**Source material:**
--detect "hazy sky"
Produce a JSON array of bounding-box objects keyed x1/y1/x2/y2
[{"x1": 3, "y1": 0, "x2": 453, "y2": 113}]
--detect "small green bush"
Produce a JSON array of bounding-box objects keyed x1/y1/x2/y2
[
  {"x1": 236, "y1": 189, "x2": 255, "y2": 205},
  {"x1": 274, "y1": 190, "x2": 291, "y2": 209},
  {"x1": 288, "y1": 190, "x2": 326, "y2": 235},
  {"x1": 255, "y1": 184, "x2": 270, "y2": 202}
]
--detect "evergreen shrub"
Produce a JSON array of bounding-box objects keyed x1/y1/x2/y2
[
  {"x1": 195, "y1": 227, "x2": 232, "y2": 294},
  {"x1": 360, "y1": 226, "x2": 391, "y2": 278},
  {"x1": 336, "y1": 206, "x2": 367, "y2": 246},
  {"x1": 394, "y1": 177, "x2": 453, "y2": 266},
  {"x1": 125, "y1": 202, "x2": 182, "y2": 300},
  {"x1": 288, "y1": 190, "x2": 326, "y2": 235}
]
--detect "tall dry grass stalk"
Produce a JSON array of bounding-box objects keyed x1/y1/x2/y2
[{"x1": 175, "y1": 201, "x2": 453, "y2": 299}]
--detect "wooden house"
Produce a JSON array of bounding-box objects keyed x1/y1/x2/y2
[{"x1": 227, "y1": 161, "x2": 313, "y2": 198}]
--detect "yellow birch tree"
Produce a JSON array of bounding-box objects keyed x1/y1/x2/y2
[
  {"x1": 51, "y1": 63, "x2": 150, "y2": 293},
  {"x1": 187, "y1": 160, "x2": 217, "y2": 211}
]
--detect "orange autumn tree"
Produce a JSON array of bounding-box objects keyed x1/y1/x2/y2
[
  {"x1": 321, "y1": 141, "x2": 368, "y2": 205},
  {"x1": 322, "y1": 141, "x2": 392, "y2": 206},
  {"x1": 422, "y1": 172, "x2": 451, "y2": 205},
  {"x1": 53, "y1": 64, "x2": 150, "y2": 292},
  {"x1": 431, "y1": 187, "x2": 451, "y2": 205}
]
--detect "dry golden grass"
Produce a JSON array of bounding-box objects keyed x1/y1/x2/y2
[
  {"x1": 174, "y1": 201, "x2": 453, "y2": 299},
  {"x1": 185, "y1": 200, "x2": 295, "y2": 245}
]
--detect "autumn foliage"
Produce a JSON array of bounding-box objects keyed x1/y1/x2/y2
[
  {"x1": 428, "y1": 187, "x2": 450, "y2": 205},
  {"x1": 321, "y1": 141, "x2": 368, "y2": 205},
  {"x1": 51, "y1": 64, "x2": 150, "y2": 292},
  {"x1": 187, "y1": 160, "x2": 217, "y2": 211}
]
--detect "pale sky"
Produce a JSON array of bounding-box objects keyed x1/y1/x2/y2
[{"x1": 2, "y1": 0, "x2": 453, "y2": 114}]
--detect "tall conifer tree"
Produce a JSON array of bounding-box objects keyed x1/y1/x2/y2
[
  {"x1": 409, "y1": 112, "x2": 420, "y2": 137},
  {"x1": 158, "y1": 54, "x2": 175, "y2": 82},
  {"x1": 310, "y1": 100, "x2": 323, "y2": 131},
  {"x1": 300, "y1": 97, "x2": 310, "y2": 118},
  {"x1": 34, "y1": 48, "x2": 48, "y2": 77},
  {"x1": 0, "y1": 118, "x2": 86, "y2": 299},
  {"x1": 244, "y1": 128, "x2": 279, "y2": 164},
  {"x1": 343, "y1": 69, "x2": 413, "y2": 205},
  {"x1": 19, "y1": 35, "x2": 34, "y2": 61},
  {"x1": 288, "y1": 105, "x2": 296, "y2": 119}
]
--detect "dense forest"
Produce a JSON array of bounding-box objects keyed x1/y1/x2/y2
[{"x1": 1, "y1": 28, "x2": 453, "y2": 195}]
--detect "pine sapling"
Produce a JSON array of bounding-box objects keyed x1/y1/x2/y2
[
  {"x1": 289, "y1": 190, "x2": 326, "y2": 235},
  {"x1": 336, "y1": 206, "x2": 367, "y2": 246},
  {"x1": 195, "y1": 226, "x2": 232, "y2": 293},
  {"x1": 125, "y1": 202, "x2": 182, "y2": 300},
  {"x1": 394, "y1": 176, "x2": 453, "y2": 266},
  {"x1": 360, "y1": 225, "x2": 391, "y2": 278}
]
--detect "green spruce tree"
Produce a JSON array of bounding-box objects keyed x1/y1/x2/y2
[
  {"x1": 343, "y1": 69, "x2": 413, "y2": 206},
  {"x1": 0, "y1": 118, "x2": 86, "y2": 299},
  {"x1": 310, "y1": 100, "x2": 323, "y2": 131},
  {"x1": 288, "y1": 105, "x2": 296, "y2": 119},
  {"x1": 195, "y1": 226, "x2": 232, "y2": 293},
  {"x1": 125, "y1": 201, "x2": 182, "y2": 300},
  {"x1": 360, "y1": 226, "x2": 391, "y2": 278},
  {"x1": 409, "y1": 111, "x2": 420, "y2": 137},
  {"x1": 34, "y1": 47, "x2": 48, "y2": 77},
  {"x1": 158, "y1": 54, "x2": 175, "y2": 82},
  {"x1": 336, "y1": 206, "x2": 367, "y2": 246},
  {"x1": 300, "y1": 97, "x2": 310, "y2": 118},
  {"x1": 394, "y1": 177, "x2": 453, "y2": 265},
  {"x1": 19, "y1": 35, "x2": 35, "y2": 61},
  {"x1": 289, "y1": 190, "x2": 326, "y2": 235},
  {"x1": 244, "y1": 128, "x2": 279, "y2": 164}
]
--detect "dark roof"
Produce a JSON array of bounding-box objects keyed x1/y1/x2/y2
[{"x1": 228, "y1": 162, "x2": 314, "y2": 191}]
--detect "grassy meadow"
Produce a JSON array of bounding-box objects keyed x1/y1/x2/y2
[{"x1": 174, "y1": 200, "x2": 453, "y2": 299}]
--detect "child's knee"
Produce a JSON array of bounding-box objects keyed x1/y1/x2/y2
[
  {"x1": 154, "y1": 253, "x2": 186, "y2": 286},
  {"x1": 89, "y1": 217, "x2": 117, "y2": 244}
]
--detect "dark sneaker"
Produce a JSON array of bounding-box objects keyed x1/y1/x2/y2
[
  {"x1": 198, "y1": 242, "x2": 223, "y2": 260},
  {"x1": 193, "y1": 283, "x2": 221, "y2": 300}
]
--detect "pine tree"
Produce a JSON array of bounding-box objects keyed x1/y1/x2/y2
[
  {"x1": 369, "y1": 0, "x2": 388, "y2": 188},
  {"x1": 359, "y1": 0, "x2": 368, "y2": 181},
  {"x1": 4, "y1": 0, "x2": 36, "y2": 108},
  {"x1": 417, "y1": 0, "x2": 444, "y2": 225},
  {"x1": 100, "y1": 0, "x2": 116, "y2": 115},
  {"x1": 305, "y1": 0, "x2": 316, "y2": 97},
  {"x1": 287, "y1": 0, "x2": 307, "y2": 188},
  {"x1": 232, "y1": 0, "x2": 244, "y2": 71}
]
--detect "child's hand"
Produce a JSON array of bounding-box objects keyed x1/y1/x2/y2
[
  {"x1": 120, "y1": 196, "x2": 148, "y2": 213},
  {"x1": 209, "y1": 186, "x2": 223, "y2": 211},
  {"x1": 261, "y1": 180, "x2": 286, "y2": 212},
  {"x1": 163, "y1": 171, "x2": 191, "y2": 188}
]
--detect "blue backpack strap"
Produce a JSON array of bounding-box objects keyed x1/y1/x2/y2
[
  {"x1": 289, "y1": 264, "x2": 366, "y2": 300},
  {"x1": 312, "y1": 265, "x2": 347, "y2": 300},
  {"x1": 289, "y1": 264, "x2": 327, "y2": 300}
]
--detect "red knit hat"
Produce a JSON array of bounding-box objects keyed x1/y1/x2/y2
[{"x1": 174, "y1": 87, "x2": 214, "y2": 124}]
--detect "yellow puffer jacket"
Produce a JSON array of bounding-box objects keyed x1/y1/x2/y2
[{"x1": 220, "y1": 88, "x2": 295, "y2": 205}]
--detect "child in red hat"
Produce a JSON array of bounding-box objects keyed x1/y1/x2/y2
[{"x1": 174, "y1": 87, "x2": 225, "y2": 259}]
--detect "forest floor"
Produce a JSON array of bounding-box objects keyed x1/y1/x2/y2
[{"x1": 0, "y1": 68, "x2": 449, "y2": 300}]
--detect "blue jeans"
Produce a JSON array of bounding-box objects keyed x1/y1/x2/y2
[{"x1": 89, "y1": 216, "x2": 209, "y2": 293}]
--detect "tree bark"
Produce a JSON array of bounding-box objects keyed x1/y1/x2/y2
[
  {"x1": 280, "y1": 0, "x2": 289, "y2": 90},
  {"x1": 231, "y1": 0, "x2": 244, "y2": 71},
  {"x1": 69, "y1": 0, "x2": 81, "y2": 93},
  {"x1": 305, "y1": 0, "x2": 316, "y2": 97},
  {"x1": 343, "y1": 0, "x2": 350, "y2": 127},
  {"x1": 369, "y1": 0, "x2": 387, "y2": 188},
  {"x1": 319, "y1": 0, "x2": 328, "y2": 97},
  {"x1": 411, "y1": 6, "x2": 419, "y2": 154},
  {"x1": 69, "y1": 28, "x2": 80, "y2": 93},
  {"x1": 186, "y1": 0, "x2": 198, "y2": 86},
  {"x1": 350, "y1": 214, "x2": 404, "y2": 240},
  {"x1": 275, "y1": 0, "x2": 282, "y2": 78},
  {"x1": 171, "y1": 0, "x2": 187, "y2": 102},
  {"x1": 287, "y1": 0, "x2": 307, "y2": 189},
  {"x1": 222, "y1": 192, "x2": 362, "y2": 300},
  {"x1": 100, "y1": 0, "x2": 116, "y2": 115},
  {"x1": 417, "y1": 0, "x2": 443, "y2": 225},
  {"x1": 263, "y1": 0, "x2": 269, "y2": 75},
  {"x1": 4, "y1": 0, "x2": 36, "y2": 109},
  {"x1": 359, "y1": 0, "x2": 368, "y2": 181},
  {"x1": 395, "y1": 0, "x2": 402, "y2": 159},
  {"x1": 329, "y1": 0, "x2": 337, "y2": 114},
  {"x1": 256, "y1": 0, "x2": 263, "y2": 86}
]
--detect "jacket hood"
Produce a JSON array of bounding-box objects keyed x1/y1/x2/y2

**The problem:** Check each line of the entries above, and show every one holding the word "blue".

**Output below:**
--detect "blue backpack strap"
--detect "blue jeans"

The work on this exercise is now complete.